• [What needs to be done]: Transcribe each record below word for word.

BEGIN Data under study

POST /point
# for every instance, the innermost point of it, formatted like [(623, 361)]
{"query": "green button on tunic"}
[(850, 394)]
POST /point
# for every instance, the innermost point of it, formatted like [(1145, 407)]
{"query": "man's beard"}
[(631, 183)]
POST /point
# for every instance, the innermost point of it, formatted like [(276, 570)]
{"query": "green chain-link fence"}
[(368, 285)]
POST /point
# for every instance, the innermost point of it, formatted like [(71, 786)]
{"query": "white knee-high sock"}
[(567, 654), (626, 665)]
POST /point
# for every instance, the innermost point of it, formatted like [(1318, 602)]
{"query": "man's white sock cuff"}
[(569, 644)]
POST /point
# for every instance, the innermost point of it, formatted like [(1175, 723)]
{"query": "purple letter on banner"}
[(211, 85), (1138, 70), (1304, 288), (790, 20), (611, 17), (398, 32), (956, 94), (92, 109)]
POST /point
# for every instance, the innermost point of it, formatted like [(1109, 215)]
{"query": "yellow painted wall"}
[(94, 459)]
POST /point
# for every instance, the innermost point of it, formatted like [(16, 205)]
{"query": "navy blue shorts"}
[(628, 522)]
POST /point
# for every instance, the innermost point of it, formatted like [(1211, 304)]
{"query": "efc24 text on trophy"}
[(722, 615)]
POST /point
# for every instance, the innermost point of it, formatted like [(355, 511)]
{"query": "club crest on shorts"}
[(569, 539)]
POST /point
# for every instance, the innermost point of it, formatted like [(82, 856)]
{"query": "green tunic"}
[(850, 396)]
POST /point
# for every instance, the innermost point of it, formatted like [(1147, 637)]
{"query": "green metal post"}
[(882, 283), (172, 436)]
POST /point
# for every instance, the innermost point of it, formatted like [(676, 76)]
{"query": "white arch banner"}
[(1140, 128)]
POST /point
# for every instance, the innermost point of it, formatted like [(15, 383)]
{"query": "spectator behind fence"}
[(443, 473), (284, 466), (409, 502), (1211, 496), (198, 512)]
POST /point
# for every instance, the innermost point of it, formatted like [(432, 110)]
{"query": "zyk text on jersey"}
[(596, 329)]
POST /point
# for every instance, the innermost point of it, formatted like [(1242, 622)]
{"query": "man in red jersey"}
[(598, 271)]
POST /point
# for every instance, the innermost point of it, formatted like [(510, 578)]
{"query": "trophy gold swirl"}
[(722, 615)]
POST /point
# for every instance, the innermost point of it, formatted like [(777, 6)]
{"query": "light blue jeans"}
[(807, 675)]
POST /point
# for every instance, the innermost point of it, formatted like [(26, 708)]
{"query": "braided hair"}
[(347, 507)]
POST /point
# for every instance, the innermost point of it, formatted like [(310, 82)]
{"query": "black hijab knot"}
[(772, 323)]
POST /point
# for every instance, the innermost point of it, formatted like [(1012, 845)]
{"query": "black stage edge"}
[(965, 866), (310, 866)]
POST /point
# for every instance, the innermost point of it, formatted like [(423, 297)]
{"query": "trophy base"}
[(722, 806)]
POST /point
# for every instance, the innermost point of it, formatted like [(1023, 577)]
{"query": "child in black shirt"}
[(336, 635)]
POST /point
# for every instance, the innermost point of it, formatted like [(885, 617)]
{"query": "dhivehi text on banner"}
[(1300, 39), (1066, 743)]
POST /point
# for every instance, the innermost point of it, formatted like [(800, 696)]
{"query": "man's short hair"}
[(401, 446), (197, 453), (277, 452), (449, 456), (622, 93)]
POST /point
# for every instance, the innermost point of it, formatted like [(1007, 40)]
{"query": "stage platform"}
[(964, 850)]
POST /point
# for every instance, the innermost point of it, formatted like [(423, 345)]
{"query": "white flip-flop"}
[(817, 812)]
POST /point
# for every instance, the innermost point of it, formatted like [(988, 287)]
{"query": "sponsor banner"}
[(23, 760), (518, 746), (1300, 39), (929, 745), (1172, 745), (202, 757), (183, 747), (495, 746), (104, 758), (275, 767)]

END Data under study

• [Exercise solution]:
POST /point
# for every instance, the innermost point of it, formatted like [(623, 361)]
{"query": "green button on tunic"}
[(850, 394)]
POST /point
# for every instance, the innermost point of it, formatted like [(1145, 407)]
{"query": "man's beard"}
[(631, 183)]
POST /point
# for every instance, the innermost point of it, formatted like [(276, 570)]
{"query": "green chain-link fence"}
[(368, 285)]
POST /point
# for every instance, the innermost point of it, formatted like [(71, 786)]
{"query": "white knee-high sock"}
[(567, 654), (626, 665)]
POST /point
# for every instance, the innermost point of it, formatted like [(1318, 602)]
{"query": "man's white sock cuff"}
[(569, 644)]
POST /point
# for every instance, the innermost point of it, formatted like [(1175, 723)]
{"query": "purple letter on banner"}
[(211, 85), (1138, 70), (1304, 288), (790, 20), (611, 17), (398, 32), (956, 94), (92, 109)]
POST /point
# for every instance, the innermost point of it, formatted like [(1109, 215)]
{"query": "yellow painted wall"}
[(94, 459)]
POST /point
# for every instance, the innermost point of it, formatted like [(16, 205)]
{"query": "navy blue shorts"}
[(628, 522)]
POST /point
# for every instance, the innermost point of it, formatted like [(1211, 304)]
{"query": "efc24 text on trophy"}
[(722, 615)]
POST /point
# for every instance, the innermost point of it, formatted like [(355, 511)]
{"query": "club crest on shorts"}
[(569, 539)]
POST /point
# for every instance, the innermost point of it, formatted like [(82, 856)]
{"query": "green tunic"}
[(850, 396)]
POST /point
# for every instance, the innermost point of it, formatted like [(1147, 637)]
{"query": "green metal post"}
[(882, 283), (172, 436)]
POST /point
# for every instance, the innermost point of it, formatted like [(676, 76)]
{"query": "white arch banner"}
[(1140, 128)]
POST /point
# for every instance, the innermost point of it, formatted like [(15, 383)]
{"query": "spectator behind fence"}
[(443, 473), (284, 466), (409, 502), (1211, 496), (198, 512)]
POST /point
# for every instance, the innermost point of it, formatted like [(432, 110)]
{"query": "zyk text on jersey"}
[(596, 329)]
POST /point
# for every instance, the innermost point of it, formatted like [(1242, 622)]
{"query": "man in red jersey"}
[(598, 271)]
POST /point
# for every instance, the innermost point of it, formatted like [(510, 578)]
{"query": "trophy gold swirl"}
[(722, 615)]
POST /point
# for every instance, the innermost point of it, formatted like [(777, 6)]
{"query": "light blue jeans"}
[(807, 675)]
POST /point
# for every instance, the innermost point of it, formatted like [(26, 708)]
{"query": "braided hair"}
[(347, 507)]
POST /point
# for every instance, the innermost point of it, formatted like [(310, 82)]
{"query": "black hijab knot"}
[(772, 323)]
POST /point
# for every instance, the innermost point of it, formatted like [(1012, 845)]
{"query": "black stage edge"}
[(965, 866), (310, 866)]
POST /point
# for every instance, the innermost point of it, formatted like [(423, 297)]
{"query": "trophy base"}
[(722, 806)]
POST /point
# for every instance, the innermost point of it, formatted like [(1023, 577)]
{"query": "child in black shirt"}
[(336, 635)]
POST /point
# for every instance, the innermost point of it, formatted like [(885, 617)]
{"query": "dhivehi text on banner"}
[(1300, 39), (1066, 743)]
POST /point
# for every instance, the innermost point of it, formatted like [(800, 696)]
{"query": "man's short hair"}
[(401, 446), (197, 453), (277, 452), (449, 456), (622, 93)]
POST /point
# for every instance, the innermost point of it, formatted like [(1007, 40)]
{"query": "stage platform"}
[(964, 850)]
POST /point
# for every instance, the innermost point of it, formatted like [(423, 345)]
{"query": "white flip-flop"}
[(817, 812)]
POST /point
# for every instance, the innermost point of it, formatted like [(988, 287)]
{"query": "sponsor banner"}
[(23, 760), (518, 746), (1300, 39), (929, 745), (1172, 745), (202, 757), (183, 747), (495, 746), (104, 758), (275, 767)]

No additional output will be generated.